ASSIGNMENT: Which lines in the data below contain the word "branch"? Return each of them.

DATA FOR THIS EXERCISE:
************
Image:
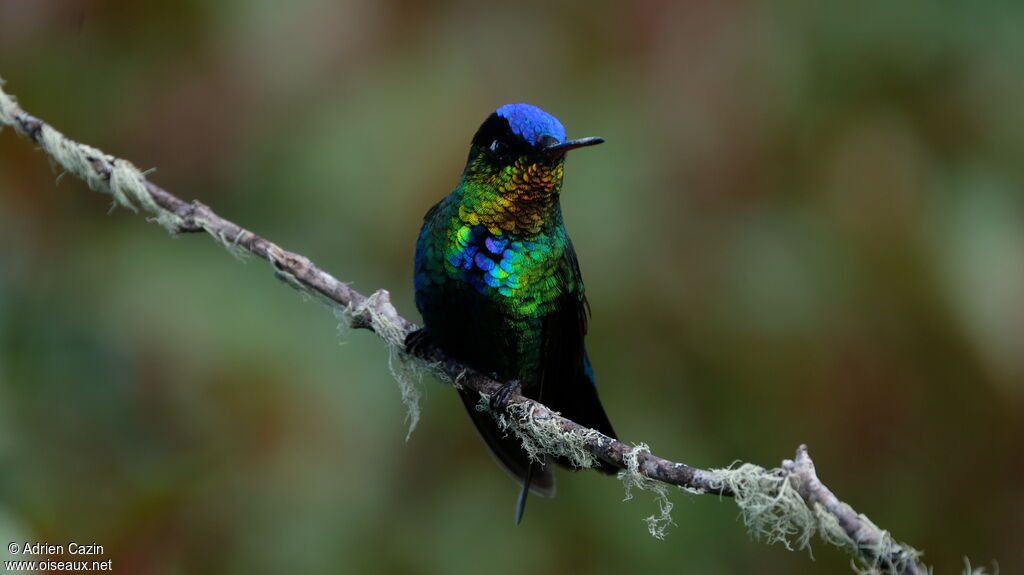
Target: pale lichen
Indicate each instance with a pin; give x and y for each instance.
(632, 478)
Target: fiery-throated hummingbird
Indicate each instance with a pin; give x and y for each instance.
(499, 285)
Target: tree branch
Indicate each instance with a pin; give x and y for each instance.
(787, 504)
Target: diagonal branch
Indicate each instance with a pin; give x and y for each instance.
(787, 504)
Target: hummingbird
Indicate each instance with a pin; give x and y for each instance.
(499, 286)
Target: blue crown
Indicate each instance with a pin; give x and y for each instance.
(531, 123)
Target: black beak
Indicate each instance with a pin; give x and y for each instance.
(561, 147)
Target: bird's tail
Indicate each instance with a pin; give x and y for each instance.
(508, 451)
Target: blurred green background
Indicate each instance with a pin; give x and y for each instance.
(807, 225)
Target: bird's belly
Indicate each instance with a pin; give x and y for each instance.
(486, 334)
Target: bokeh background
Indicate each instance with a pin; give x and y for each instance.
(807, 225)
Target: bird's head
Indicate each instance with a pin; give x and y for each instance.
(518, 153)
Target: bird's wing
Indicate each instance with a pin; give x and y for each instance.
(566, 380)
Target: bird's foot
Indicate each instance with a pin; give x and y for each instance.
(417, 342)
(500, 400)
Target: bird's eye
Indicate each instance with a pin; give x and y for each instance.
(499, 148)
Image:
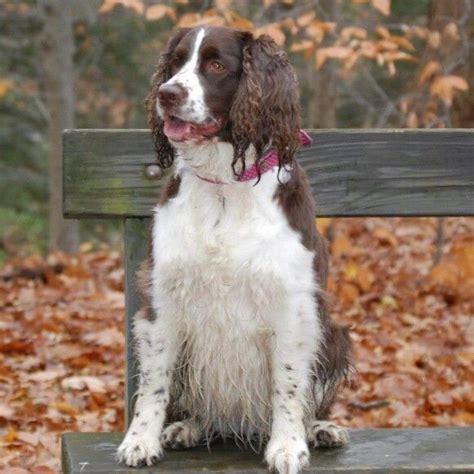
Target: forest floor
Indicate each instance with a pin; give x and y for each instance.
(62, 338)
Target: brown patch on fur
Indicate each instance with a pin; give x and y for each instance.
(266, 104)
(296, 201)
(164, 150)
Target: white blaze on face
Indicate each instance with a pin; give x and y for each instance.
(194, 108)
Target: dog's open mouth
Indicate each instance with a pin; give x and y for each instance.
(179, 130)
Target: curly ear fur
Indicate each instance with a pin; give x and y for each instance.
(164, 150)
(266, 105)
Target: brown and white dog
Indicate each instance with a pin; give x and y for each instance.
(236, 340)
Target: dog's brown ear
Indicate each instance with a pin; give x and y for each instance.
(266, 109)
(164, 150)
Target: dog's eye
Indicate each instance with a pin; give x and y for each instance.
(176, 62)
(216, 66)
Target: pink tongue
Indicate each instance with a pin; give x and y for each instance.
(177, 130)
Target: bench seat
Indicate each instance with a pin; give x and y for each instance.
(372, 450)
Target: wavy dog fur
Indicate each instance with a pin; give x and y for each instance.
(234, 336)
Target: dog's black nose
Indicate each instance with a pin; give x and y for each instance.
(170, 94)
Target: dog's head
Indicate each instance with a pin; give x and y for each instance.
(220, 83)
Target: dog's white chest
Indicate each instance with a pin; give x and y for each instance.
(220, 268)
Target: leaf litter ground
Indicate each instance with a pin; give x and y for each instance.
(62, 337)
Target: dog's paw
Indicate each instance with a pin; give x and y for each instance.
(324, 434)
(181, 434)
(287, 455)
(138, 450)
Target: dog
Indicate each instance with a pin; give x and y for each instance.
(234, 337)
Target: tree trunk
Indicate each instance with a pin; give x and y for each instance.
(58, 82)
(322, 112)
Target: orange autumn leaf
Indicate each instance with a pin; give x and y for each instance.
(11, 435)
(157, 12)
(445, 87)
(305, 19)
(385, 236)
(66, 408)
(331, 52)
(274, 31)
(383, 6)
(431, 68)
(348, 293)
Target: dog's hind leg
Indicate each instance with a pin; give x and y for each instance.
(332, 369)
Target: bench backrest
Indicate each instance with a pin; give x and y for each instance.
(352, 173)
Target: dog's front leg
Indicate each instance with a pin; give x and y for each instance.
(156, 349)
(287, 450)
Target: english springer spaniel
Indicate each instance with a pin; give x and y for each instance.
(234, 338)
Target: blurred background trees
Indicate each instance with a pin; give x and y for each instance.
(87, 63)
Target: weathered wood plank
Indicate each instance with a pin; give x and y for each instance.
(374, 451)
(135, 252)
(352, 172)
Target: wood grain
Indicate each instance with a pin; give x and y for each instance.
(352, 172)
(369, 451)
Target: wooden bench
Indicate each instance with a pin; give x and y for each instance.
(111, 173)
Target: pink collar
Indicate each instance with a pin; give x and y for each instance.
(269, 161)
************
EXERCISE RESULT:
Target: tree branch
Target: diagonal branch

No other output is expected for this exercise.